▸ **Given exercise 1**
Do these statements agree with the commentary on Putin and Nasrallah? Answer yes or no for each and quote the words of the commentary that decide it. (a) The Saudi Foreign Minister gave his response in a letter to the Arab League Summit. (b) Moscow is said to be occupying parts of Ukraine. (c) Russia is said to want to give the Houthi militias a chance to wreak havoc in Syria.
▸ **Given exercise 2**
Retype the commentary on Putin and Nasrallah between "Russian policymakers have" and "and his administration.", inclusive.

▸ **Excerpt**
::::::::::

Fate has decreed that Mr. Vladimir Putin, the President of Russia—and everybody knows what Russia is— shares the same logic of Hassan Nasrallah, the leader of the Hezbollah militia. Both these men, who are involved one way or another with the fighting in Syria, the killing of its unarmed people, and intervening in the Arab state’s internal affairs against the will of millions of its people, are now lecturing us about the need for peaceful solutions and what is possible, right and wrong. But the Saudi Foreign Minister Prince Saud Al-Faisal in his letter to the Arab League Summit on Monday offered a brief response to the Russian provocation by saying: “When you are the problem, you cannot be part of the solution.”

Russian policymakers have forgotten that they are gradually veering away from international laws and establishing their own ones according to which they determine their foreign policy, which is at war with the whole world. Moscow is occupying parts of Ukraine with the force of arms and supporting a regime that has lost its legitimacy in Syria while at the same time, and under the pretext of peaceful solutions, wants to give the Houthi militias a chance to wreak havoc in Yemen in a scenario similar to Hezbollah’s involvement in Syria. This is simply the inverted logic of Putin and his administration.

::::::::::

▸ **Supplied material**
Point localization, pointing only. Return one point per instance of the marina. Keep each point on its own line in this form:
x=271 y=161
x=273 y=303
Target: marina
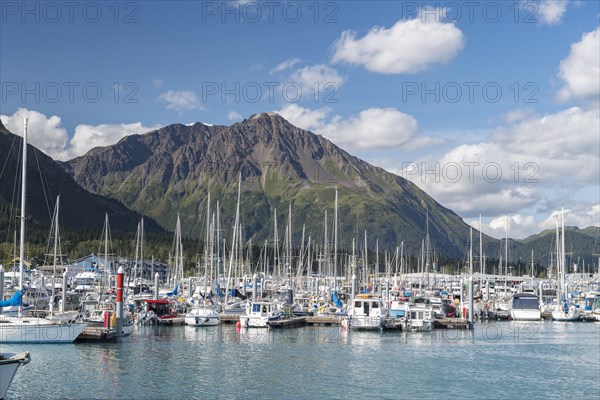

::::::::::

▸ **Task result 1**
(a) Yes: "in his letter to the Arab League Summit on Monday"
(b) Yes: "Moscow is occupying parts of Ukraine with the force of arms"
(c) No: "wants to give the Houthi militias a chance to wreak havoc in Yemen"

▸ **Task result 2**
Russian policymakers have forgotten that they are gradually veering away from international laws and establishing their own ones according to which they determine their foreign policy, which is at war with the whole world. Moscow is occupying parts of Ukraine with the force of arms and supporting a regime that has lost its legitimacy in Syria while at the same time, and under the pretext of peaceful solutions, wants to give the Houthi militias a chance to wreak havoc in Yemen in a scenario similar to Hezbollah’s involvement in Syria. This is simply the inverted logic of Putin and his administration.